TASKS TO COMPLETE>
- a) From the resignation letter, reproduce everything from "As per the by-laws, the" down to "I am resigning.".
- b) Translate this sentence from the resignation letter into Spanish: "Each organization has its own set of by-laws."

My Resignation letter to NFL Alumni Chapter Presidents
Dear NFL Alumni Chapter Presidents:
As the Chairman of the NFL Alumni Board of Chapter Presidents, it is my responsibility to notify you about the annual meeting, the agenda and the election process for the Board of Chapter Presidents. This will be my last official duty as the Chairman. In fact, it will be my last day as a member of the organization. I will be submitting my resignations to Joe Pisarcik, the new Executive Director of the NFL Alumni Association, effective Tuesday, March 5, 2013.
If you have any agenda items please submit them to Al Smith, the Vice-Chairman, as soon as possible. According to the by-laws, he assumes the Chairmanship in the event of any vacancy or resignation. I’m not sure if Al Smith wants to assume the Chairmanship, but until he says otherwise, you should submit your agenda items to him, in writing, at least thirty (30) days prior to the meeting.
As per the by-laws, the election for officers of the Board of Chapter Presidents will take place at the Annual Convention.
Now, let me tell you why I am resigning.
I know this letter is long, but I feel it is my duty to give you a full accounting of why I am taking this action.
First, you should know that there are two distinct organizations that I will be addressing in this letter. My issues and concerns are only with the NFLAA (NFL Alumni Association) not the NFL Alumni Inc. which oversees the Charity and Chapter functions of the organization.
Mr. Pisarcik wanted me to assist with the nomination and election processes for both of those Boards, as well as the Joint Board.
In a February 19, 2013 email to me, Mr. Pisarcik said “In regards to an election, hope you can help, it is the function of the Chairmen of Chapter Presidents.”
Contrary to what Joe Pisarcik said, it is not the function of the Chairman of Chapter Presidents.
In a February 20, 2013 email, I asked Mr. Pisarcik to tell me who was on the Nominating Committee – and if they had recommended anyone to the Chapter Presidents. He told me that he had asked Randy Minniear to chair the committee, but he said that due to recent NFLAA Board resignations, there was no active nominating committee.
Nonetheless, it was Mr. Pisarcik’s duty under the by-laws to appoint members to the Nominating Committee and he should have acted on this issue months ago while he was still the President of the NFLAA.
In my email to Mr. Pisarcik, I included the section of the NFLAA by-laws where it states “Not less than ninety (90) days prior to the annual meeting of the Board of Chapter Presidents, the Nominating Committee shall notify the Chapter Presidents that they may propose qualifying members for nomination as Joint Directors”
For the record, I was not asked by Mr. Pisarcik to be on the Nominating Committee and I am not on the Board of Directors for either the NFLAA, or NFL Alumni Inc. The Chairman of the Board for each of those organizations is responsible for conducting their own elections and procedures for voting; just as long as they are consistent with their by-laws. Each organization has its own set of by-laws.

Dataset rows>
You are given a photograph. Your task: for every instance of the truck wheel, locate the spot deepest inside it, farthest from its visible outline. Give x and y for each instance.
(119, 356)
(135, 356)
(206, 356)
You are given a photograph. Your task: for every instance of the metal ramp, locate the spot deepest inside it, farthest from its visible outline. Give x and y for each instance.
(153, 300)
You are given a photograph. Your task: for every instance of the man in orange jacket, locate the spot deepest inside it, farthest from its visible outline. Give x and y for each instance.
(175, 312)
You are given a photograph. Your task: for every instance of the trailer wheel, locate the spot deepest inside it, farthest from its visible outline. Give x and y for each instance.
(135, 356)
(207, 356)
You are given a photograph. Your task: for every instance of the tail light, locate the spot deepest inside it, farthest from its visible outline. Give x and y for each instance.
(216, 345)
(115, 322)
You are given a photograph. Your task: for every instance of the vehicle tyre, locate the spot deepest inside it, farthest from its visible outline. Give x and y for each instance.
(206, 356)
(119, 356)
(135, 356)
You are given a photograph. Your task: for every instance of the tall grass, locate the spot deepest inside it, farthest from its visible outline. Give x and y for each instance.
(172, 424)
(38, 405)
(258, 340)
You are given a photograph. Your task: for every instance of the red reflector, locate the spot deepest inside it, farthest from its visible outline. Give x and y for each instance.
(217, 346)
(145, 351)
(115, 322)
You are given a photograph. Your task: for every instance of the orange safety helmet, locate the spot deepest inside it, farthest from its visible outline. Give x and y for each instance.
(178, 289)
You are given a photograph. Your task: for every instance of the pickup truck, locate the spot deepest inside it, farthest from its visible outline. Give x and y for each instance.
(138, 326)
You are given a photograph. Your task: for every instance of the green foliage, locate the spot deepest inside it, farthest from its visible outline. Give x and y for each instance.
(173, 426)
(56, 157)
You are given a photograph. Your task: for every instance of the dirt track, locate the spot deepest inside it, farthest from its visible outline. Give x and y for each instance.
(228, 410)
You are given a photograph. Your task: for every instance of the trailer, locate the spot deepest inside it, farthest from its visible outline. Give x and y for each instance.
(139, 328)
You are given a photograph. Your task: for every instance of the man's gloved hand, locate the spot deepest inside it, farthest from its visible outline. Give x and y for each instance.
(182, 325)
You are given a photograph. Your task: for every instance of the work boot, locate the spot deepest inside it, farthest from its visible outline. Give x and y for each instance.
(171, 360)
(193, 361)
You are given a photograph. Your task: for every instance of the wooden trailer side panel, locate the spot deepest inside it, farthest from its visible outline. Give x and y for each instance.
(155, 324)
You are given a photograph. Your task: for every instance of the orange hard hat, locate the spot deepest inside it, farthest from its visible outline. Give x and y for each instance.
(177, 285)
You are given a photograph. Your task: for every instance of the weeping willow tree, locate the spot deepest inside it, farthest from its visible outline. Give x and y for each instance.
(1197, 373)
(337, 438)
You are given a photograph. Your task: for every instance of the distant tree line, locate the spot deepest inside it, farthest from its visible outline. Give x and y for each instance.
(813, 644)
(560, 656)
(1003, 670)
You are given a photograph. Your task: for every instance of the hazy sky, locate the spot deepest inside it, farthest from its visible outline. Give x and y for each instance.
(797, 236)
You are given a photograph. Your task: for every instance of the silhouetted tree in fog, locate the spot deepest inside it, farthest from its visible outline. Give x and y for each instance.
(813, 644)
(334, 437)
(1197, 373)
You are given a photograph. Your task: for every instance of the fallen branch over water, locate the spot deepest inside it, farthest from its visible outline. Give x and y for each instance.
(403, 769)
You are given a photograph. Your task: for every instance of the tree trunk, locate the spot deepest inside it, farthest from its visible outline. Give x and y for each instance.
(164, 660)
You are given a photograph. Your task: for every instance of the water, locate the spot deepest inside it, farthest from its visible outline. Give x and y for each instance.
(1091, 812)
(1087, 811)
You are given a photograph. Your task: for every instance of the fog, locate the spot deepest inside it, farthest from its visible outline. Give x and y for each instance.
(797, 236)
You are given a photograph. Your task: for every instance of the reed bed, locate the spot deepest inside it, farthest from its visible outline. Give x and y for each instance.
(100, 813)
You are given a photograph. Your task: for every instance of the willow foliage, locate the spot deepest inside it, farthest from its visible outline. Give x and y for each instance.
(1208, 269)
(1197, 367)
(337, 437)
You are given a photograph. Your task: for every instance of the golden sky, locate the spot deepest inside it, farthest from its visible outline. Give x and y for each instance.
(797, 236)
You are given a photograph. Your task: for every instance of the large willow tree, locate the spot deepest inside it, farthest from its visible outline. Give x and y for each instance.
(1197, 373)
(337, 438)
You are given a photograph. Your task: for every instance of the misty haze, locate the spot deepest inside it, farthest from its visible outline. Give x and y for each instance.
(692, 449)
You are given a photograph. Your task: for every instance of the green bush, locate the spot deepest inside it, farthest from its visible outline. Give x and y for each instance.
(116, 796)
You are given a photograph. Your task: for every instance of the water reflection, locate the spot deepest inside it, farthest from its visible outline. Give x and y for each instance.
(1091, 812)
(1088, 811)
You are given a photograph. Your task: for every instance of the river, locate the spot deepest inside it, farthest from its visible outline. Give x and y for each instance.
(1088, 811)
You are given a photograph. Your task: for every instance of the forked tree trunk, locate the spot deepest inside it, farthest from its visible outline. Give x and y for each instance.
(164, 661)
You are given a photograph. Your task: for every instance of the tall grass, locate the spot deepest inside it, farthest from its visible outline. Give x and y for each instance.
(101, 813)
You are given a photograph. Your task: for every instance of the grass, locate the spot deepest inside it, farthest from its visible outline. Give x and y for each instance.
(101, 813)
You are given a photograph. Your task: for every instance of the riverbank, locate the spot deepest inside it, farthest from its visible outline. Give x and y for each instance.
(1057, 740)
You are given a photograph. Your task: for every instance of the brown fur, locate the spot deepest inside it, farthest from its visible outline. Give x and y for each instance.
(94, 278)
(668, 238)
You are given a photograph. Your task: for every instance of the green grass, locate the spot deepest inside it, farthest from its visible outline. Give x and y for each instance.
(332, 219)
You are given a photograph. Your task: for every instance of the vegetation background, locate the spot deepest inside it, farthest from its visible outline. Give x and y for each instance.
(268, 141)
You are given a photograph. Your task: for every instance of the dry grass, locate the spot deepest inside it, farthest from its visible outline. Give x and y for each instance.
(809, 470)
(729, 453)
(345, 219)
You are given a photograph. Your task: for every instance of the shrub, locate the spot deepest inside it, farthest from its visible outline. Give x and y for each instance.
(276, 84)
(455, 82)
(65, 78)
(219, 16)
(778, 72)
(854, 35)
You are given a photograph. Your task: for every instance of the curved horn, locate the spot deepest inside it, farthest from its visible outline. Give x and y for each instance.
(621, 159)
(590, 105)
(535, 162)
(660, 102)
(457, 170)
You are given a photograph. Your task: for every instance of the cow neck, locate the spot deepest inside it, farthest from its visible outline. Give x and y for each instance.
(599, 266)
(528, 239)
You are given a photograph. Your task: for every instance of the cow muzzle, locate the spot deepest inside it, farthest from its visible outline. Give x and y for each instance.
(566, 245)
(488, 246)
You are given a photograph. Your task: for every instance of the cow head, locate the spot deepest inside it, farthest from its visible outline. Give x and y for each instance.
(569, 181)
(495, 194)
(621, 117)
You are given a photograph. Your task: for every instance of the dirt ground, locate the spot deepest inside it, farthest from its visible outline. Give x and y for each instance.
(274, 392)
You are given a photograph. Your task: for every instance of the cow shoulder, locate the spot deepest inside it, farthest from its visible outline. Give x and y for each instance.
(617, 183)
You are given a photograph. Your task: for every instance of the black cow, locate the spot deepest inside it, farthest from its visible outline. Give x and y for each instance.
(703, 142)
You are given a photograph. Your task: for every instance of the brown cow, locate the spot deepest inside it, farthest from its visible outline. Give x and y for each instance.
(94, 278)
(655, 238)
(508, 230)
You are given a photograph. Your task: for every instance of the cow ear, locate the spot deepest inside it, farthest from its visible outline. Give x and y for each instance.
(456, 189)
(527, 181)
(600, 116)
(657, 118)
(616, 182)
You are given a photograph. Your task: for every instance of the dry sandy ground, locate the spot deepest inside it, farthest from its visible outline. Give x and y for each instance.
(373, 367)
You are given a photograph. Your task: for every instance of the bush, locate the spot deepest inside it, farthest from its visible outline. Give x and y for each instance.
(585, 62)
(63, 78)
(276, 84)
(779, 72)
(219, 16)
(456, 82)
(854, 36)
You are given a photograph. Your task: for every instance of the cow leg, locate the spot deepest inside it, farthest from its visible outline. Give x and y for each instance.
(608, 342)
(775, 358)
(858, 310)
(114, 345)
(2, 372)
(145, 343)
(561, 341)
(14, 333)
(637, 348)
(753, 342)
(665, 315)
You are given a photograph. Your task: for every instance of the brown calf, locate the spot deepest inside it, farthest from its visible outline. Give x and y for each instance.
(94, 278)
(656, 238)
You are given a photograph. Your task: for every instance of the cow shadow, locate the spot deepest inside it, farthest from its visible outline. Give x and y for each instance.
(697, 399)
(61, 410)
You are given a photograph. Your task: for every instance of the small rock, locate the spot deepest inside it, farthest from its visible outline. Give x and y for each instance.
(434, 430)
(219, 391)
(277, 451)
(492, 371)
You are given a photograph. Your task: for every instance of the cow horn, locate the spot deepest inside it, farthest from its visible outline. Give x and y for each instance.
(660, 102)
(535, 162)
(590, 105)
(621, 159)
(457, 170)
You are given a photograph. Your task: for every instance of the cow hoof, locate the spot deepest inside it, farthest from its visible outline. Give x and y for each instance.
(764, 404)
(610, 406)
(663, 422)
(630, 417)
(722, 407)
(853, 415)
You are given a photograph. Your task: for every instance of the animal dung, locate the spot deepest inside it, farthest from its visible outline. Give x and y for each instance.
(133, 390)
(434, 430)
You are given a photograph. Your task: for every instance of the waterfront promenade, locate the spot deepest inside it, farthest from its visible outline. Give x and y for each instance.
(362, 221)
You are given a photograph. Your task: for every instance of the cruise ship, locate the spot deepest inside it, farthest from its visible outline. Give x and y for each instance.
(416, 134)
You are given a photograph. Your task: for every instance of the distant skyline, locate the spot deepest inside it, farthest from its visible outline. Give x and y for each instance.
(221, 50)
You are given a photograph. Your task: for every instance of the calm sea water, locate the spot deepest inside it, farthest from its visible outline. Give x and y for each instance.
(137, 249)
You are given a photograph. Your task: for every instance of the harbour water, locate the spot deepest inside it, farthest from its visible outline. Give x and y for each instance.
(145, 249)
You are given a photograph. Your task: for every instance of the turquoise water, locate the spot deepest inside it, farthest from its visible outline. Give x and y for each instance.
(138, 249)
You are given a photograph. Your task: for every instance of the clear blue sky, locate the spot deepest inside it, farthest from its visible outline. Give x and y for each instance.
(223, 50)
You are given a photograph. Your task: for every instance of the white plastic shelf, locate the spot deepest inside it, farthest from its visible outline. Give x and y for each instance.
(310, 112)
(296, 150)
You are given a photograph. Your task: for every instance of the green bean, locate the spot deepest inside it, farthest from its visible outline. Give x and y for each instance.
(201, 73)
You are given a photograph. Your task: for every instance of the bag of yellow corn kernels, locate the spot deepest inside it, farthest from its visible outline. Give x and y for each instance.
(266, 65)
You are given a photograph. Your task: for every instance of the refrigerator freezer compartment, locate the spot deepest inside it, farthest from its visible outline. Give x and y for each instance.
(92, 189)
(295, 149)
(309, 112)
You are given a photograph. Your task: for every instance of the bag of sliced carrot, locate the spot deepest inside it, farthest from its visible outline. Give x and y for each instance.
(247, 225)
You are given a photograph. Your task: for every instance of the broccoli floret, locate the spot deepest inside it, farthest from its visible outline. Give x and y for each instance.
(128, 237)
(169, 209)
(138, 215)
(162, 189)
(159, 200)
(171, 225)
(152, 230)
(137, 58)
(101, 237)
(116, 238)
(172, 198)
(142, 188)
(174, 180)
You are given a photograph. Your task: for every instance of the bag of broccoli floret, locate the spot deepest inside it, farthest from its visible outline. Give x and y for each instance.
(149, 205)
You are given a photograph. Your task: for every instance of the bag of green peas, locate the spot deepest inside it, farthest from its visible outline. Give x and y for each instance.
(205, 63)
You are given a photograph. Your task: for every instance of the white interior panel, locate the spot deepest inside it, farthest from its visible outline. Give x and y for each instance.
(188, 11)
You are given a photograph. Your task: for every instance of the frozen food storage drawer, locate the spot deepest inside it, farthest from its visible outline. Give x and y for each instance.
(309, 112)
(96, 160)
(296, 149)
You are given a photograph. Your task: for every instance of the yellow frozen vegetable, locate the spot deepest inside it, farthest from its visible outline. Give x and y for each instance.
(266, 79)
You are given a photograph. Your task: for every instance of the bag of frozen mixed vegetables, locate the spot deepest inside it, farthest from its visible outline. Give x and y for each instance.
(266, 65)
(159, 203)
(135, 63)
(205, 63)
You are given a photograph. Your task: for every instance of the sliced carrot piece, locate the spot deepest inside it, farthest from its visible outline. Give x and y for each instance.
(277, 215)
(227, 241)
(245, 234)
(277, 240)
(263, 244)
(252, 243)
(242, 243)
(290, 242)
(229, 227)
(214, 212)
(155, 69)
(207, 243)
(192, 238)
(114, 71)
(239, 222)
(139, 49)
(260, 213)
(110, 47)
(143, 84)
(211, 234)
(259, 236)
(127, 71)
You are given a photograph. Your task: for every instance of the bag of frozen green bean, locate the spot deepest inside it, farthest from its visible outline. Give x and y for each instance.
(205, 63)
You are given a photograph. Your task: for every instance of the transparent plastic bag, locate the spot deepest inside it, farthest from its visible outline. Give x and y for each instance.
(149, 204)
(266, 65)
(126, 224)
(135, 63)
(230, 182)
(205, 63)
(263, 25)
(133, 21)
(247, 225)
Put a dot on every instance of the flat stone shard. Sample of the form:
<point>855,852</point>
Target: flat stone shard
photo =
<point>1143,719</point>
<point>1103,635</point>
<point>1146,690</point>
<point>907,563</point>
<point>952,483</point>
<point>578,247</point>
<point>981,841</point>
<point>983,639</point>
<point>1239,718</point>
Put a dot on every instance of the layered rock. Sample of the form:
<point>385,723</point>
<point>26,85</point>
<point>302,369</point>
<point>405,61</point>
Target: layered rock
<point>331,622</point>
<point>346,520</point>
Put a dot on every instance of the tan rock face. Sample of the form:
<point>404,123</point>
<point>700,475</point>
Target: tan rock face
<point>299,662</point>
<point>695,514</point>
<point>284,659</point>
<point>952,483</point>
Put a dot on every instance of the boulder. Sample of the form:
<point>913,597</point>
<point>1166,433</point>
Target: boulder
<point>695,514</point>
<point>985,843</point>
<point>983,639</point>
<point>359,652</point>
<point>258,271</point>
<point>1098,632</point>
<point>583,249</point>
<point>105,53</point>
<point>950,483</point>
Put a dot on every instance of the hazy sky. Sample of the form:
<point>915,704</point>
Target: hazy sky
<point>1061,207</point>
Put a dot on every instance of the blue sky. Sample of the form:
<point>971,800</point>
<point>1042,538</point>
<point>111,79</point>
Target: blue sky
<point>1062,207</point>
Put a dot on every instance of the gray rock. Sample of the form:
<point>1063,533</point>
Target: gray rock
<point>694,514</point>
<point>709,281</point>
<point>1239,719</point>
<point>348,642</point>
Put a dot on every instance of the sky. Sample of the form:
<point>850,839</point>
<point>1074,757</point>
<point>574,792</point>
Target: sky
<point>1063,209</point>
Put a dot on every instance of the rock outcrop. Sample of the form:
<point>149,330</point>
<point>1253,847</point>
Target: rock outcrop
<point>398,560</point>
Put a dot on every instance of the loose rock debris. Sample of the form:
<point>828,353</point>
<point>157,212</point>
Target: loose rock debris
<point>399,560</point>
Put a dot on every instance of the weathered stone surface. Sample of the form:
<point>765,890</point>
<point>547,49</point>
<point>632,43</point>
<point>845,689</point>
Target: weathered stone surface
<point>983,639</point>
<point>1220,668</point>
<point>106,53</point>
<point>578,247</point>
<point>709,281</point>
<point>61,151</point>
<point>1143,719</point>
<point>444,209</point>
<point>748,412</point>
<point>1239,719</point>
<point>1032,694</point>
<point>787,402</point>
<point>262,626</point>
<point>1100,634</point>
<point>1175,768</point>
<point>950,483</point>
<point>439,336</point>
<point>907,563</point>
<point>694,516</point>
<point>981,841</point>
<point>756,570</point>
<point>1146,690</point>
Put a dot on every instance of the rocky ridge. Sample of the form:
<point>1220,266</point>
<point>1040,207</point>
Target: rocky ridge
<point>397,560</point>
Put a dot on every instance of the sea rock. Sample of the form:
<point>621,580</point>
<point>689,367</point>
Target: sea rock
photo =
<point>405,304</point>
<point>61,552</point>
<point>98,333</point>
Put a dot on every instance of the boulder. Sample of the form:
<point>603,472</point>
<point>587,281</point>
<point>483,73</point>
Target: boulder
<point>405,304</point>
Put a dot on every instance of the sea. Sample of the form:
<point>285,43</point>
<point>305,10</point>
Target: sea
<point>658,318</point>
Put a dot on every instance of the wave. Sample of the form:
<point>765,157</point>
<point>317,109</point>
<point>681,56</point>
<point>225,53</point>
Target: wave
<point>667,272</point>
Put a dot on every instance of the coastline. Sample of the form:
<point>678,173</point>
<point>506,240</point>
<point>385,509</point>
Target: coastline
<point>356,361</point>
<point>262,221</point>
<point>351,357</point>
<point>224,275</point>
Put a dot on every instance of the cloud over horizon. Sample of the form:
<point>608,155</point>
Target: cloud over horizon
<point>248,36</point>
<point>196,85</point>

SOLUTIONS BELOW>
- a)
As per the by-laws, the election for officers of the Board of Chapter Presidents will take place at the Annual Convention.
Now, let me tell you why I am resigning.

- b) Cada organización tiene su propio conjunto de estatutos.